## [Ваши задания]
1. Перескажите короче, в виде списка, абзац текста о взглядах интеллигенции на войну, который начинается словами «Левые социалистические течения». Сохраните его основные факты.
2. Продолжите текст о взглядах интеллигенции на войну, начав сразу после последней приведенной в нем строки.

(* Булгаков Вал. Опомнитесь, люди-братья! М., 1922. С. 36. *)
Левые социалистические течения также были против войны, но призывали к "миру без аннексий и контрибуций", считая неизбежным продолжение военных действий до тех пор, пока не удастся этот мир заключить (особой, как увидим, была позиция большевиков). Представители религиозно-философского направления в интеллигенции, те, кого В. Ф. Булгаков именовал "соловьевцами" (последователями В. С. Соловьева), стояли за войну до победы. "Ныне разразилась, наконец, давно жданная мировая борьба славянской и германской расы", - писал Н. Бердяев еще в 1915 году. "Славянская раса, во главе которой стоит Россия... идет на смену другим расам, уже сыгравшим свою роль... это - раса будущего" (*). Более сложной была позиция Д. Мережковского. Он отвергал "национальную гордыню" веховцев (**), но и сам призывал к победе "ноли кой армии русского народа" (***). Антивоенные настроения, все более усиливавшиеся в течение 1917 года, чрезвычайно беспокоили Бердяева и его единомышленников. И в журнальных статьях, и в особой брошюре Бердяев выступал против "бессмысленной фразы" "без аннексий и контрибуций" и доказывал, что "притязания великих национальностей, создавших великие государства и культуры, на государственное и культурное преобладание должны быть фактически признаны... как источник излучения света для малых и слабых... Колонии чувствуют неразрывную связь с Англией и любят ее..." В России также "реальный вес великоросса иной, чем белорусса, грузина или татарина... Украинское национальное самоопределение всегда было по природе своей не в меру раздутым провинциализмом... Мечтательный... интернационализм... обрекает нас на одинокий позор. Да не будет этого, да восстанет против этого русский народ, который спасал Россию в смутную эпоху и в Отечественную войну..." (****)
(* Бердяев Н. Душа России. Л., 1990. С. 19. *)
(** Мережковский Д. С. Невоенный дневник. Пг., 1917. С. 200-204. **)

## [Предоставленные данные]
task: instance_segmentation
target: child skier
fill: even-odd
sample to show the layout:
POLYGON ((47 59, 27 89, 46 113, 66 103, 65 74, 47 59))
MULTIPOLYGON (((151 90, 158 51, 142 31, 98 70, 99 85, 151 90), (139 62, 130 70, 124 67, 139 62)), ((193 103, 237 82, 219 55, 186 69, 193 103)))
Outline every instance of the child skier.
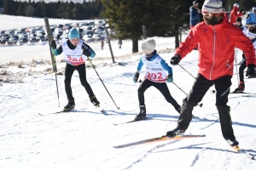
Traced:
MULTIPOLYGON (((254 46, 254 49, 256 50, 256 26, 255 25, 249 26, 248 30, 247 30, 246 36, 251 40, 254 46)), ((256 51, 255 51, 256 52, 256 51)), ((254 53, 255 53, 254 52, 254 53)), ((256 54, 256 53, 255 53, 256 54)), ((242 54, 242 61, 241 63, 241 65, 239 67, 239 84, 238 88, 234 90, 233 93, 241 93, 245 89, 245 84, 244 84, 244 76, 243 76, 243 71, 247 68, 246 63, 246 56, 244 54, 242 54)))
POLYGON ((79 32, 76 28, 72 28, 68 33, 68 40, 64 42, 60 47, 56 48, 56 42, 53 40, 50 42, 54 55, 59 55, 62 52, 67 62, 65 68, 65 90, 67 97, 67 105, 64 107, 64 111, 70 111, 75 106, 74 98, 73 97, 70 86, 71 77, 75 70, 79 71, 80 82, 84 87, 90 102, 96 107, 100 106, 94 93, 86 80, 86 71, 84 62, 86 56, 94 58, 96 54, 84 41, 79 39, 79 32))
POLYGON ((146 106, 144 103, 144 92, 151 86, 156 88, 166 101, 171 103, 175 110, 179 113, 180 105, 172 97, 166 82, 172 82, 172 69, 166 61, 156 53, 155 41, 154 39, 146 39, 142 43, 143 54, 142 55, 137 71, 133 76, 134 82, 137 82, 140 71, 143 65, 146 65, 147 73, 144 76, 144 81, 138 88, 138 99, 140 112, 136 116, 135 120, 143 119, 146 116, 146 106), (166 71, 168 71, 168 75, 166 71))

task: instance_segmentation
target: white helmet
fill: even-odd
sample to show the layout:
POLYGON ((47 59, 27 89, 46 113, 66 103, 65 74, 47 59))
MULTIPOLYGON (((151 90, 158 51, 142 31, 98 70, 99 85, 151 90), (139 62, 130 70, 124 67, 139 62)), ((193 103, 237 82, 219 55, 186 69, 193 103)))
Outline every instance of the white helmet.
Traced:
POLYGON ((238 3, 234 3, 234 7, 239 8, 239 4, 238 3))

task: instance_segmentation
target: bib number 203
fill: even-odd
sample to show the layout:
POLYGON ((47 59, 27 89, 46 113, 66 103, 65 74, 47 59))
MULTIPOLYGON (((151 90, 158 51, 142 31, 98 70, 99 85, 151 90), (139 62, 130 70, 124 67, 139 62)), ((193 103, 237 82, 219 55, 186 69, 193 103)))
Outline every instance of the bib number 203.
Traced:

## [Ответы]
1.
- Левые социалистические течения выступали против войны, но призывали к «миру без аннексий и контрибуций». Продолжение военных действий до заключения такого мира они считали неизбежным. Особой была позиция большевиков.
- Религиозно-философское направление интеллигенции стояло за войну до победы. В. Ф. Булгаков называл его представителей «соловьевцами».
- Н. Бердяев в 1915 году писал о мировой борьбе славянской и германской расы. Славянскую расу во главе с Россией он называл «расой будущего».
- Д. Мережковский отвергал «национальную гордыню» веховцев, но сам призывал к победе армии русского народа.
- В течение 1917 года антивоенные настроения усиливались и сильно беспокоили Бердяева и его единомышленников.
- В статьях и брошюре Бердяев называл формулу «без аннексий и контрибуций» бессмысленной фразой. Он доказывал, что притязания великих национальностей на государственное и культурное преобладание должны быть признаны.
- Бердяев утверждал, что колонии любят Англию и неразрывно с ней связаны. По его словам, в России реальный вес великоросса иной, чем у белоруса, грузина или татарина.
- Украинское самоопределение Бердяев называл раздутым провинциализмом. Интернационализм, по его мнению, обрекает Россию на одинокий позор, и против этого должен восстать русский народ.

2.
(*** Мережковский Д. С. Завет Белинского. [Б. м., б. г.]. С. 42-43. ***)
(**** Бердяев Д. 1) Интернационализм, национализм и империализм. Пг., 1917. С. 15-27; 2) Положение России в мире // Русская Свобода, 1967. No 5. С. 11. ****)
Он не восстал, а если и восстал, то совсем но так, как хотелось Бердяеву. К власти пришли не "мечтательные интернационалисты", призывавшие к "миру без аннексий и контрибуции", а большевики, выступавшие за поражение страны и "превращение империалистической войны в гражданскую". К концу 1917 года перестала существовать регулярная армия, разрушен был прежний государственный и судебный аппарат. Дальнейшие последствия этих событий были еще неизвестны современникам. Им бросалась в глаза прежде всего наступившая анархия, ассоциировавшаяся в их представлениях с толстовским анархизмом. Они не могли предвидеть, что люди, возглавившие большевистскую революцию, окажутся способными восстановить в ходе гражданской войны почти всю территорию Российской империи и создадут новую государственность - более могущественную, чем прежняя. Государство это сможет уничтожить не только господствующие классы старой России, но и тот класс, представителем которого считал себя Толстой, - крестьянство. Но все это было еще впереди. Однако и то, что произошло к концу 1917 года, требовало осмысления. Оно, естественно было разным у различных групп интеллигенции.